Excerpts from a detection dataset:
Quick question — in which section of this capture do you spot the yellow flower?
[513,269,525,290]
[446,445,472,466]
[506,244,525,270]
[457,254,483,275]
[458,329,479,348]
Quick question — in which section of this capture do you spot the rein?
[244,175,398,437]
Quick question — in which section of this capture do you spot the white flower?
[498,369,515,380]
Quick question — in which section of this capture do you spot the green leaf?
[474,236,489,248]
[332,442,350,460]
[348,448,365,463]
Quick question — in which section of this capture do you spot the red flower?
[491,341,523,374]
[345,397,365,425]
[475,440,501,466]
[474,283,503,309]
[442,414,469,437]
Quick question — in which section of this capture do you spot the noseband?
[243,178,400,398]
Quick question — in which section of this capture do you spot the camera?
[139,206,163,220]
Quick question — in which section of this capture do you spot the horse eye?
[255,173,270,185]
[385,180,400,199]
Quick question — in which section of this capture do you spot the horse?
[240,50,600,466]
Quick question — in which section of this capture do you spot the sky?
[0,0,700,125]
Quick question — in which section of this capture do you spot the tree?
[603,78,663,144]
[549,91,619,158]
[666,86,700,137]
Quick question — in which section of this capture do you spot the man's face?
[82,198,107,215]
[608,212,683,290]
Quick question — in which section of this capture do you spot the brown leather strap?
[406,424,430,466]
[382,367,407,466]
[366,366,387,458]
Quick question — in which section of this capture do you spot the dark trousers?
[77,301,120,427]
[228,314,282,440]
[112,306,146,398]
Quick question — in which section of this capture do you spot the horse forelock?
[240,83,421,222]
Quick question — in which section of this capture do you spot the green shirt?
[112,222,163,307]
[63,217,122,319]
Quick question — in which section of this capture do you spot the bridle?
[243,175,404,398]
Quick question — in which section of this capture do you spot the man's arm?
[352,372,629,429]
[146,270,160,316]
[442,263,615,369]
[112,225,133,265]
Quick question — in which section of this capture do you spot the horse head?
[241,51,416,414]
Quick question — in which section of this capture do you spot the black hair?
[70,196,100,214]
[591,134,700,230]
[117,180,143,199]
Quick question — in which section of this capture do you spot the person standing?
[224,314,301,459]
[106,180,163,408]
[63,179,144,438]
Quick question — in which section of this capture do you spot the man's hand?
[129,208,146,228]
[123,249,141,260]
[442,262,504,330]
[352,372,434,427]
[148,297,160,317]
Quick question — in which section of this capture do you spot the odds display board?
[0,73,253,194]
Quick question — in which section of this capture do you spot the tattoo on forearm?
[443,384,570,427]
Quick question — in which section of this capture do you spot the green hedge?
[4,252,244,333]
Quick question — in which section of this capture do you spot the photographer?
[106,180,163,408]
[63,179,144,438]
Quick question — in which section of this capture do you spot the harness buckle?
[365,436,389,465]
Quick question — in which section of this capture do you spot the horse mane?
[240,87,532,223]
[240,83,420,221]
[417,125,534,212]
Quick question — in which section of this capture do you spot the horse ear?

WHAT THIS TASK INVOLVES = Rewrite all of the entries above as a numbered list, leaving out any blank lines.

EXPECTED ANSWER =
1. Quick question — in which section of this capture do you spot the yellow flower?
2. [513,269,525,290]
3. [446,445,472,466]
4. [506,244,525,270]
5. [457,254,483,275]
6. [458,329,479,348]
7. Quick question — in which section of this capture do you spot the rein?
8. [244,175,398,437]
9. Quick question — in which section of this capture do you spot the white flower?
10. [498,369,515,380]
11. Quick question — in which section of this capture do you spot the green leaf?
12. [474,236,489,248]
13. [332,442,350,460]
14. [348,448,365,463]
15. Quick question — in which section of this capture do you spot the red flower?
16. [491,341,523,374]
17. [345,397,365,425]
18. [475,440,501,466]
19. [474,283,503,309]
20. [442,414,469,437]
21. Quick question — in which section of this capture do you spot the noseband?
22. [243,178,400,398]
23. Quick question — in which section of this capture do you spot the camera?
24. [139,206,163,220]
25. Quick question — in which section of this capture do you spot the horse eye?
26. [255,173,270,185]
27. [385,180,400,199]
28. Quick question — in which section of this capture do you spot the horse?
29. [240,50,600,466]
30. Quick question — in which section of this capture do you spot the sky?
31. [0,0,700,125]
32. Quick question — in which section of this capture do you spot the tree?
33. [603,78,663,144]
34. [549,91,619,158]
35. [666,86,700,137]
36. Quick question — in which section of this capture do you spot the man's face?
37. [82,198,107,215]
38. [608,212,683,290]
39. Quick question — in which section of this capture do you spot the brown leather strap?
40. [406,424,430,466]
41. [382,367,407,466]
42. [366,366,387,458]
43. Quick question — in which section of this capture do you spot the dark trousers?
44. [77,301,120,427]
45. [228,314,282,440]
46. [112,306,146,398]
47. Quick question — in which section of this capture do you spot the horse forelock?
48. [240,83,421,222]
49. Quick question — in which section of this capture do you spot the green shirt?
50. [112,222,163,307]
51. [63,217,122,319]
52. Quick question — in which section of this capture do you spot the bridle?
53. [243,175,404,398]
54. Quick question — in which section of this capture do you spot the man's arm?
55. [352,372,629,429]
56. [146,270,160,316]
57. [442,263,615,369]
58. [112,225,133,265]
59. Quick question — in which section of this capture do you spot the horse head?
60. [241,51,416,414]
61. Quick question — in which section of this capture do you spot the black hair?
62. [70,196,100,214]
63. [591,134,700,230]
64. [117,180,143,199]
65. Quick question — in which section of this capture do you spot the person standing?
66. [224,314,301,459]
67. [106,180,163,408]
68. [63,179,144,438]
69. Quick question — in which section of this capture do you spot the man's hand?
70. [129,208,146,228]
71. [123,249,141,260]
72. [442,262,504,330]
73. [352,372,434,427]
74. [148,297,160,317]
75. Quick question — in which section of this capture do you spot the odds display board?
76. [0,73,253,194]
77. Quick question — in which section of this capture do you spot the tattoo on forearm?
78. [443,384,570,427]
79. Quick question — in which section of this capture do you spot the green hedge?
80. [4,252,244,333]
81. Quick question — in which section of this capture do you spot the photographer?
82. [106,180,163,408]
83. [63,179,144,438]
84. Quick question — in which section of this capture do you spot the harness buckle?
85. [365,436,389,465]
86. Quick question — in which section of this capture do you spot the horse mane?
87. [240,87,532,223]
88. [240,83,420,221]
89. [417,125,534,212]
90. Quick question — in which section of this capture do you spot the horse ear?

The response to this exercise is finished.